* [Required work]:
In the records below, find the line with "[locate] the printed photo" and repeat it and every line after it, exactly, without any pictures.

* [The data]:
______

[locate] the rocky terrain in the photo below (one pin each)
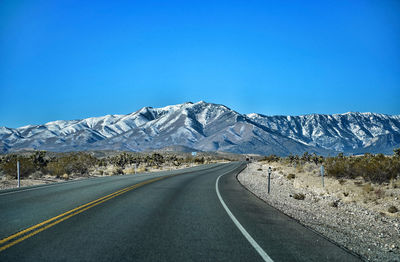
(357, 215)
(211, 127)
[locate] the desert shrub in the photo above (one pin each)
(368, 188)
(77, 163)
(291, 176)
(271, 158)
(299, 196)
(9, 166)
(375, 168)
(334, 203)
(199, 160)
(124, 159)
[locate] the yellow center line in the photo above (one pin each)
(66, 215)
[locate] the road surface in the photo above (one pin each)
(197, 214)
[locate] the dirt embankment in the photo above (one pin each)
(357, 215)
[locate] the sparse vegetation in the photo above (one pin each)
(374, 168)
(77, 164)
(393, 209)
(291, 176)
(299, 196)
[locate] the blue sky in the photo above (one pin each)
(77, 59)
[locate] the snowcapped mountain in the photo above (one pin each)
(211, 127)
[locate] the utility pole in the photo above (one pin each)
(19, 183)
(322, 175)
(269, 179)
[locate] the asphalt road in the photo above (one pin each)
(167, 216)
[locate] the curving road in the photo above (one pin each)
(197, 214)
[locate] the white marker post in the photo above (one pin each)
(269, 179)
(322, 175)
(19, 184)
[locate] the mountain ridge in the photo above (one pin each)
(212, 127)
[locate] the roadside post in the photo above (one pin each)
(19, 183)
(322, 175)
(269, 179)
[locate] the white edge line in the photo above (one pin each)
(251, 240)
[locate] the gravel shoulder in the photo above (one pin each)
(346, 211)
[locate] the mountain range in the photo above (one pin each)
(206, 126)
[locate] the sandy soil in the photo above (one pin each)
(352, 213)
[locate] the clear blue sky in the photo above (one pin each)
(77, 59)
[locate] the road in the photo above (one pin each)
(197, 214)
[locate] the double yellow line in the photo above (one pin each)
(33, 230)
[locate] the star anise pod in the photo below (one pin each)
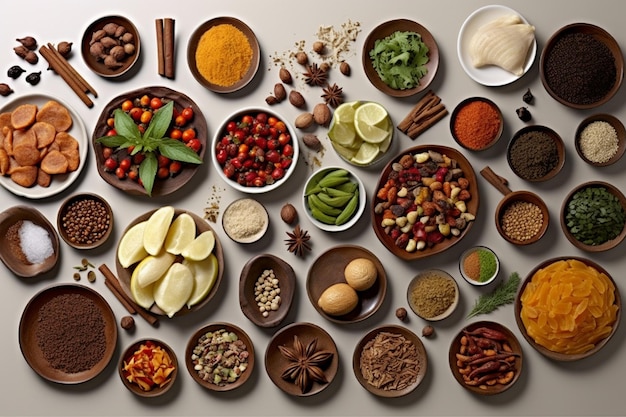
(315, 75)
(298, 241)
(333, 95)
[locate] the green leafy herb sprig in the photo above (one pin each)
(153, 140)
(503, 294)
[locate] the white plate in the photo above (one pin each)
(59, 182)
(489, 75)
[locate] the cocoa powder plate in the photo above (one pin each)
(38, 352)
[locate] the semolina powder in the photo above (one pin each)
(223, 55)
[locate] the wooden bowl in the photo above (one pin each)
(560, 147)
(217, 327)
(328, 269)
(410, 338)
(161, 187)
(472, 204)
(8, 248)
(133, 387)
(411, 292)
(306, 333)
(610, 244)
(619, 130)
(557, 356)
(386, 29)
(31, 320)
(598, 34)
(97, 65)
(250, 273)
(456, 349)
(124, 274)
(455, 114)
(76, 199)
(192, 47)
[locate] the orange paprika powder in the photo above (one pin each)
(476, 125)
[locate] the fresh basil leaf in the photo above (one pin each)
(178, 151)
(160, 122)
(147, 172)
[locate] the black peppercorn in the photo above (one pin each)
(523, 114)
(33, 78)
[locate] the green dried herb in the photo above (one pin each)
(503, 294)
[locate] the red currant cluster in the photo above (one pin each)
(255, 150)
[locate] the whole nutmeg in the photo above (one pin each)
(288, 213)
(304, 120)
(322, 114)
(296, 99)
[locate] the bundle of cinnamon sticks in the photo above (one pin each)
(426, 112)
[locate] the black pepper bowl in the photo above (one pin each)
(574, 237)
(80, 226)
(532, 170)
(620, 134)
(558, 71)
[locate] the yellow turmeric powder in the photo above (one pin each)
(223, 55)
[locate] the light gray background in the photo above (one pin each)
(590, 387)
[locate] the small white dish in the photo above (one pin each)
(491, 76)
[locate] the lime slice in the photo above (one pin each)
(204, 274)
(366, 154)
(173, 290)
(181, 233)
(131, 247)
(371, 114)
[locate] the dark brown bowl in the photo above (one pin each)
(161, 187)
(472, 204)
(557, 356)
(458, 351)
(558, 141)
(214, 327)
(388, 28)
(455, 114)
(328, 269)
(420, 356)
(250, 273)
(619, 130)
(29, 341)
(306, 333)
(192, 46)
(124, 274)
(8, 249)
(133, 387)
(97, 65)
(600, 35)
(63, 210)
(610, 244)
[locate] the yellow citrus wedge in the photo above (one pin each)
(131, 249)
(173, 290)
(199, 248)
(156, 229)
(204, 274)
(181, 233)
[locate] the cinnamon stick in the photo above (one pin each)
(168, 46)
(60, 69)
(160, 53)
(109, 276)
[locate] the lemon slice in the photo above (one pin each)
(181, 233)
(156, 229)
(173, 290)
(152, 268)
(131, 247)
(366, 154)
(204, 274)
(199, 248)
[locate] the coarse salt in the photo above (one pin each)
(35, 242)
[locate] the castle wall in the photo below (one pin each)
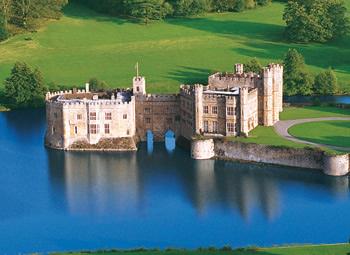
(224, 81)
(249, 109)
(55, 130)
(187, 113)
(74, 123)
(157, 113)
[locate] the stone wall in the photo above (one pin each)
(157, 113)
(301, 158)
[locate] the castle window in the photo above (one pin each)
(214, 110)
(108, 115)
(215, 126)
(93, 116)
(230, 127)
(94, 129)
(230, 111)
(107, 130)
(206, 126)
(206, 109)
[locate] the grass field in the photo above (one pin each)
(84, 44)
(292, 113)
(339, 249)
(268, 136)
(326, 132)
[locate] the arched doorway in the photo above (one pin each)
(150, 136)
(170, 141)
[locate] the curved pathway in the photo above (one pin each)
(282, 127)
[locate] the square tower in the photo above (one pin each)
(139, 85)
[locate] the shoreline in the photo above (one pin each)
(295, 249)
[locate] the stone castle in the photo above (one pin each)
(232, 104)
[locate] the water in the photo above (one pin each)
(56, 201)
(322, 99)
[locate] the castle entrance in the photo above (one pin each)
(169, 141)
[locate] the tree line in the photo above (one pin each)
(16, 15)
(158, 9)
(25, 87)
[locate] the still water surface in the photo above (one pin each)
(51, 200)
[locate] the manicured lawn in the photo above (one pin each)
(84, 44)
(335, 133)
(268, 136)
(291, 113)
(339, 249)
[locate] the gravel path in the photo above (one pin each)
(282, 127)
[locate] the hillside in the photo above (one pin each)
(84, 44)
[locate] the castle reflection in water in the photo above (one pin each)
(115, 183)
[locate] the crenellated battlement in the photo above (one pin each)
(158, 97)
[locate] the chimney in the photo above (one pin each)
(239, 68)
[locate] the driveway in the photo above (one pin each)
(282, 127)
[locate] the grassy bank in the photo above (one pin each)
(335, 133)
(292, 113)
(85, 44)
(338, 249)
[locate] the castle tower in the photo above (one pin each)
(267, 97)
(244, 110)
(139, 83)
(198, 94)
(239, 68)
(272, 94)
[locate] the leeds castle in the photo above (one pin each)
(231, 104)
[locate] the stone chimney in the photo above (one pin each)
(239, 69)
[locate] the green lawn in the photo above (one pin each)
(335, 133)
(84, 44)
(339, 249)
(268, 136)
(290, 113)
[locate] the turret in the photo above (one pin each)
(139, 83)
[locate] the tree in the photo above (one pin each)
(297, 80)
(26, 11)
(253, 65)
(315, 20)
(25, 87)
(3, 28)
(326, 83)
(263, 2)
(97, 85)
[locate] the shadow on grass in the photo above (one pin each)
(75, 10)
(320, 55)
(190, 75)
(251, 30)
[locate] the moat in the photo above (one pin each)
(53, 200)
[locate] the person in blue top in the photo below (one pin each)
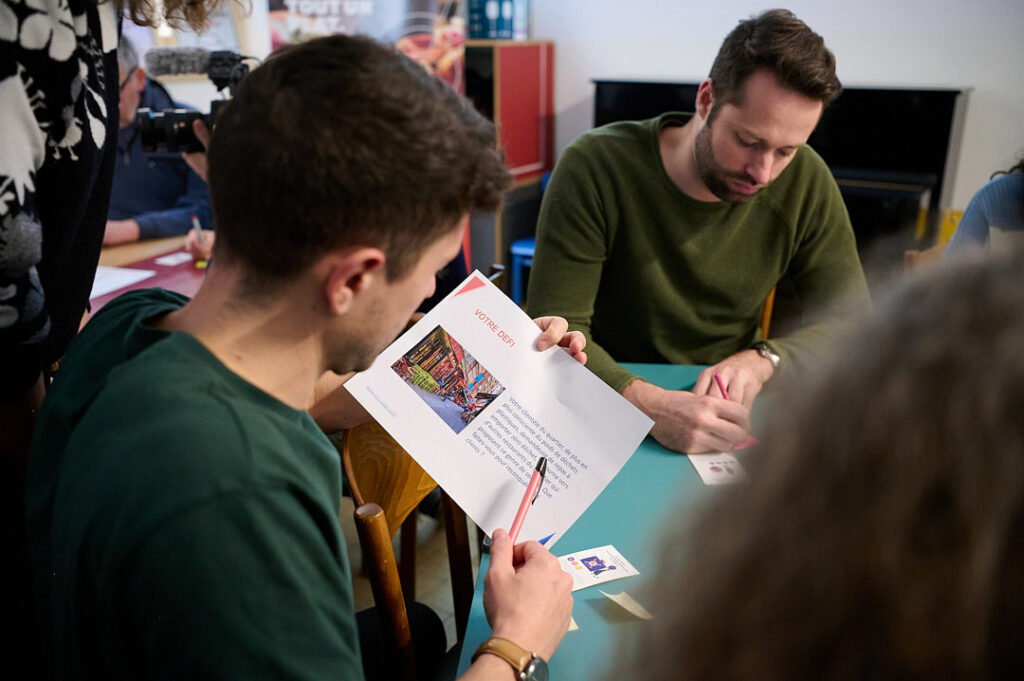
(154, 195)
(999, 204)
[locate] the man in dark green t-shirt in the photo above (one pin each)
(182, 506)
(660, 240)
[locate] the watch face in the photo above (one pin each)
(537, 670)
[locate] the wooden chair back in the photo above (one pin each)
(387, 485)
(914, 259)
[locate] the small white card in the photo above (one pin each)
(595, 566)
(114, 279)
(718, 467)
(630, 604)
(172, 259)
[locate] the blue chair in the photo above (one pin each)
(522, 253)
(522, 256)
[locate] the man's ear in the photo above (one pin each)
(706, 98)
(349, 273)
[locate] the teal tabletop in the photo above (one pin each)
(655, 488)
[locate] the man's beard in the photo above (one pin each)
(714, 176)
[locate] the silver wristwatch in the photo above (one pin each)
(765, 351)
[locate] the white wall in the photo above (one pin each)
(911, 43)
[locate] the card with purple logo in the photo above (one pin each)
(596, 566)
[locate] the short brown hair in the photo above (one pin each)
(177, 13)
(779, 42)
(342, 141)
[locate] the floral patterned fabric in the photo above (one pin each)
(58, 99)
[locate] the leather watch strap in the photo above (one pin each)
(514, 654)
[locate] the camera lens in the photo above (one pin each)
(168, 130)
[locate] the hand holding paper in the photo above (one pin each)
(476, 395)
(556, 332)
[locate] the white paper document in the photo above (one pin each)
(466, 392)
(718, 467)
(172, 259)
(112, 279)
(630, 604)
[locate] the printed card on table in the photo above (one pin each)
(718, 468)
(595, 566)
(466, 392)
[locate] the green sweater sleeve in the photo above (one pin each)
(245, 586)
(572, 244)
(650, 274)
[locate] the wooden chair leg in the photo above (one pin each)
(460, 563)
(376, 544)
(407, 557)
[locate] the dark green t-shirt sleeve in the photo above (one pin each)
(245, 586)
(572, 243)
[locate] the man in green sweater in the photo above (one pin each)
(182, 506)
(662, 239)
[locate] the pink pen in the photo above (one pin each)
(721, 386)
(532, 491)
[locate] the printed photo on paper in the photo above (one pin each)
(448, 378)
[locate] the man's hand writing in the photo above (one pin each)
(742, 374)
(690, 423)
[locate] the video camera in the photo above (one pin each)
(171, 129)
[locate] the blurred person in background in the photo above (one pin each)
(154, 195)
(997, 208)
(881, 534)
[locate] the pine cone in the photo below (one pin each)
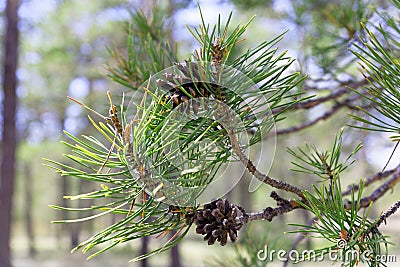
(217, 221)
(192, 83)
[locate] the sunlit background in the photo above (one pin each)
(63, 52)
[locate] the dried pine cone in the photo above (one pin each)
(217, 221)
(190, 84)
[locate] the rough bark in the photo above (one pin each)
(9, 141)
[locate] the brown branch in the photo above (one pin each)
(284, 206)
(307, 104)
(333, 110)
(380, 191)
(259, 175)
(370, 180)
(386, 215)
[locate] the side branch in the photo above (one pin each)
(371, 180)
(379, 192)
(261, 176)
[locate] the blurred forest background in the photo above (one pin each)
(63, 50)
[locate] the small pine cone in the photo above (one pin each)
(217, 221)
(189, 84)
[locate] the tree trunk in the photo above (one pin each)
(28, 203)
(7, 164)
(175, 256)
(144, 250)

______

* [Response to the task]:
[locate] the printed photo on paper in the photo above (one pin each)
(448, 378)
[locate] the man's hand writing in the photo above (one pin each)
(742, 374)
(690, 423)
[locate] the video camera in the photo above (one pin each)
(171, 129)
[locate] the blurred person in background in the photo above (one pin each)
(154, 195)
(997, 208)
(881, 534)
[locate] the pine cone in the photo below (one pin each)
(217, 221)
(192, 83)
[locate] the sunlit background in the photo above (one pin each)
(63, 52)
[locate] the dried pine cone in the photo above (one pin each)
(217, 221)
(190, 84)
[locate] the rough bark in the photo above (one pin each)
(9, 141)
[locate] the brown branch in the photo above (one pin each)
(284, 206)
(307, 104)
(333, 110)
(380, 191)
(259, 175)
(370, 180)
(386, 215)
[locate] the side branch in the photo above (one pin each)
(371, 180)
(379, 192)
(261, 176)
[locate] the blurred forest background in the photo above (one pin each)
(63, 50)
[locate] the small pine cone in the photo above (one pin each)
(217, 221)
(189, 84)
[locate] the tree trunk in the photo above (one pin each)
(28, 203)
(7, 164)
(175, 256)
(144, 250)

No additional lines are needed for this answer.